[WORK TO DO]
Each record below should appear again exactly as written.

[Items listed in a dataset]
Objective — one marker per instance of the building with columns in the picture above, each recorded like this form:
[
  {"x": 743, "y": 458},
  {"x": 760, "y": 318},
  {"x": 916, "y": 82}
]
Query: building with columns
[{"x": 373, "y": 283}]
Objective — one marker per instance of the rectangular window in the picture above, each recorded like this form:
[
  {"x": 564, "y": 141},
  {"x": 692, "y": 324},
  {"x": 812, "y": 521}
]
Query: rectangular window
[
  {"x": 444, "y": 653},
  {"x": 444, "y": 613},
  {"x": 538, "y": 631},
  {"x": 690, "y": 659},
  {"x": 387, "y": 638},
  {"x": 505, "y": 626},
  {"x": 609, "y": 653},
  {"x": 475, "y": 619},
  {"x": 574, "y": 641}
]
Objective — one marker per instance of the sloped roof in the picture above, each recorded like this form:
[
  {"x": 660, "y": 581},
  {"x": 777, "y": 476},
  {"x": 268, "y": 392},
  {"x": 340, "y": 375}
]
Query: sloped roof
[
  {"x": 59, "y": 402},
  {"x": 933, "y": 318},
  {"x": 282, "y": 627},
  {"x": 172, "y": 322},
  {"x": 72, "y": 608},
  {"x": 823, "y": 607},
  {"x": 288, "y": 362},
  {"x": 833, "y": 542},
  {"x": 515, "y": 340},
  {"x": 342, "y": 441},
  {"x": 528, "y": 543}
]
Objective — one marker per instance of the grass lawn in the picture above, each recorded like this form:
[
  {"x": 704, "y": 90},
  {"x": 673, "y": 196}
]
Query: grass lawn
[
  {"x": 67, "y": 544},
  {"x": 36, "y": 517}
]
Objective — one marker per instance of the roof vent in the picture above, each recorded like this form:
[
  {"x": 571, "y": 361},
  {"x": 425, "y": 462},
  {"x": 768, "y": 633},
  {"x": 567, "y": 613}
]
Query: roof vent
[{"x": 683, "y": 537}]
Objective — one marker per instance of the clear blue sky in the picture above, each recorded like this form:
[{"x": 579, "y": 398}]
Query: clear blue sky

[EXERCISE RESULT]
Objective — one marker per instance of the building with columns in the picture above, each recorded like this form:
[
  {"x": 743, "y": 458},
  {"x": 760, "y": 318},
  {"x": 916, "y": 82}
]
Query: building with columns
[{"x": 373, "y": 283}]
Objective — one marker per instance of the rectangular window in the picture above, each recorded like this form:
[
  {"x": 564, "y": 141},
  {"x": 692, "y": 324},
  {"x": 812, "y": 521}
]
Query: rectangular window
[
  {"x": 444, "y": 653},
  {"x": 444, "y": 613},
  {"x": 538, "y": 631},
  {"x": 690, "y": 659},
  {"x": 387, "y": 638},
  {"x": 505, "y": 626},
  {"x": 609, "y": 653},
  {"x": 475, "y": 619},
  {"x": 574, "y": 641}
]
Objective — one marker per instance of the sloped roof in the picture above, each recorded like this form:
[
  {"x": 660, "y": 581},
  {"x": 777, "y": 476},
  {"x": 268, "y": 392},
  {"x": 340, "y": 375}
]
Query: sloped roof
[
  {"x": 59, "y": 402},
  {"x": 933, "y": 318},
  {"x": 282, "y": 627},
  {"x": 172, "y": 322},
  {"x": 72, "y": 608},
  {"x": 823, "y": 607},
  {"x": 288, "y": 362},
  {"x": 833, "y": 542},
  {"x": 515, "y": 340},
  {"x": 342, "y": 441},
  {"x": 528, "y": 543}
]
Objective — one marker per instance of the grass lawn in the picture above, each recorded like this form:
[
  {"x": 704, "y": 90},
  {"x": 673, "y": 196}
]
Query: grass lawn
[
  {"x": 67, "y": 544},
  {"x": 36, "y": 517}
]
Objective — one marker per instance of the roof vent in the picture above, each recorded like this form:
[
  {"x": 571, "y": 361},
  {"x": 425, "y": 462},
  {"x": 768, "y": 633},
  {"x": 567, "y": 613}
]
Query: roof vent
[{"x": 683, "y": 537}]
Objective — one marker per instance of the clear blue sky in the picture above, each recorded like this form:
[{"x": 579, "y": 398}]
Query: clear blue sky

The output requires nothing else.